= What this task involves =
After finding the line that contains "Tag the green foliage visible above.", give again that line and each one following it, exactly, until the records end.
BEGIN
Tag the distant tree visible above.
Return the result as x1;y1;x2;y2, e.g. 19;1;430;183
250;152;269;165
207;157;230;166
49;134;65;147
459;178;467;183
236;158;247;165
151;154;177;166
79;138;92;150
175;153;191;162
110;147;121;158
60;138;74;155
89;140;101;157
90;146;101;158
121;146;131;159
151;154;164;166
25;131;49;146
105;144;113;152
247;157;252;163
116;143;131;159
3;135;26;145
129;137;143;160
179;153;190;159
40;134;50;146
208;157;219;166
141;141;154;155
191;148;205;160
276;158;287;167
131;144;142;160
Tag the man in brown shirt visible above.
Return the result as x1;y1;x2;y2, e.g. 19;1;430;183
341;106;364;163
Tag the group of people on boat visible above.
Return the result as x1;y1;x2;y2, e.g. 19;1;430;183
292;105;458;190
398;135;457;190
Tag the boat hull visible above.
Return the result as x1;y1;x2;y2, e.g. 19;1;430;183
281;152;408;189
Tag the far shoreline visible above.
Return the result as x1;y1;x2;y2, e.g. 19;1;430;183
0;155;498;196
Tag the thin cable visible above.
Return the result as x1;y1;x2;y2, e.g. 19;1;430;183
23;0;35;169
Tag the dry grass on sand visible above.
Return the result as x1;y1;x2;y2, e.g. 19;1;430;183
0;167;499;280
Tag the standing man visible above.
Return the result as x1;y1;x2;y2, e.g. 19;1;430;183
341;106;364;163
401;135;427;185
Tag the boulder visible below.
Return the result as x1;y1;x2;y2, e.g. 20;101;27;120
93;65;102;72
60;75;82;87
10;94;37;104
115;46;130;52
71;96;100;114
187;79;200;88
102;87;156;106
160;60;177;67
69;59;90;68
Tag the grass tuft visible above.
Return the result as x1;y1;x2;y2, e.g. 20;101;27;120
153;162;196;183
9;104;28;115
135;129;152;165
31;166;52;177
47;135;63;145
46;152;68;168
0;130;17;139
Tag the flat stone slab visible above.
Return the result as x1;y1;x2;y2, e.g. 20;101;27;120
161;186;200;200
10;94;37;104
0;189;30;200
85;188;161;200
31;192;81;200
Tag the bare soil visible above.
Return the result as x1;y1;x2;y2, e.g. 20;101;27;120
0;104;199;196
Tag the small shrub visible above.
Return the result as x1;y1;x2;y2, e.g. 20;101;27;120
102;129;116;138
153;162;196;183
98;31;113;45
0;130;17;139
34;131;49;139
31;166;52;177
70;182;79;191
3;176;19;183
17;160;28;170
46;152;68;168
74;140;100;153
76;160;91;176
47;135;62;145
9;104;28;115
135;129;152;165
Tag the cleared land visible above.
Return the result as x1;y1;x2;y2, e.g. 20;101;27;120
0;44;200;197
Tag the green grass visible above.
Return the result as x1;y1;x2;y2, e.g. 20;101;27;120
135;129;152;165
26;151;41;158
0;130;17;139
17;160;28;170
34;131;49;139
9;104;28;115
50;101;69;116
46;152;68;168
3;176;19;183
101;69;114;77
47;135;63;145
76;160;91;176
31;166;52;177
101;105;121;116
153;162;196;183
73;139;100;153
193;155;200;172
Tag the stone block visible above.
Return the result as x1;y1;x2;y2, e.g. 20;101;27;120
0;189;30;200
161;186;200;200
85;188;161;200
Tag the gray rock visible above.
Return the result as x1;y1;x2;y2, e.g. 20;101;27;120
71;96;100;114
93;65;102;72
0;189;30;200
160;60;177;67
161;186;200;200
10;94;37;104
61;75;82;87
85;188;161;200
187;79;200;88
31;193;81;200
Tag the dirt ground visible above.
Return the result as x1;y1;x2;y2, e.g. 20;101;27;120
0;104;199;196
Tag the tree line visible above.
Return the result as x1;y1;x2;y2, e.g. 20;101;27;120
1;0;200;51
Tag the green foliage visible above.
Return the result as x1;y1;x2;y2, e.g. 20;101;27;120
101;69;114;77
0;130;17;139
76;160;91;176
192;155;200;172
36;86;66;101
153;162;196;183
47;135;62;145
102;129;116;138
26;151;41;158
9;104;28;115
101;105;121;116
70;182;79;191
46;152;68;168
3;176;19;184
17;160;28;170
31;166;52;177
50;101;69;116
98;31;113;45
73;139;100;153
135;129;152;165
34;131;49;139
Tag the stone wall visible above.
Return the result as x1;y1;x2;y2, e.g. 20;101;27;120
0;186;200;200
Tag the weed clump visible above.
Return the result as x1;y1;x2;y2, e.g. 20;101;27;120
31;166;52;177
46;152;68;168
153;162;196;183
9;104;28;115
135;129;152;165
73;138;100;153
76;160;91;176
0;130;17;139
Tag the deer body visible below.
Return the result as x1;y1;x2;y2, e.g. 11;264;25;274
END
= Reply =
Tag the green foliage visible above.
Return the result as x1;y1;x2;y2, e.g. 20;101;27;120
101;69;114;77
0;130;17;139
76;160;91;176
192;155;200;172
36;86;66;101
153;162;196;183
47;135;62;145
102;129;116;138
26;151;41;158
9;104;28;115
101;105;121;116
70;182;79;191
46;152;68;168
3;176;19;184
17;160;28;170
31;166;52;177
50;101;69;116
98;31;113;45
73;139;100;153
135;129;152;165
34;131;49;139
Tag the stone wall visible above.
Return the result as x1;y1;x2;y2, e.g. 20;101;27;120
0;186;200;200
Tag the weed clump visible above.
Return the result as x1;y1;x2;y2, e.g. 20;101;27;120
31;166;52;177
46;152;68;168
153;162;196;183
9;104;28;115
135;129;152;165
73;138;100;153
76;160;91;176
0;130;17;139
Tag the deer body visible below.
Return the result as x1;y1;x2;y2, e.g. 11;264;25;274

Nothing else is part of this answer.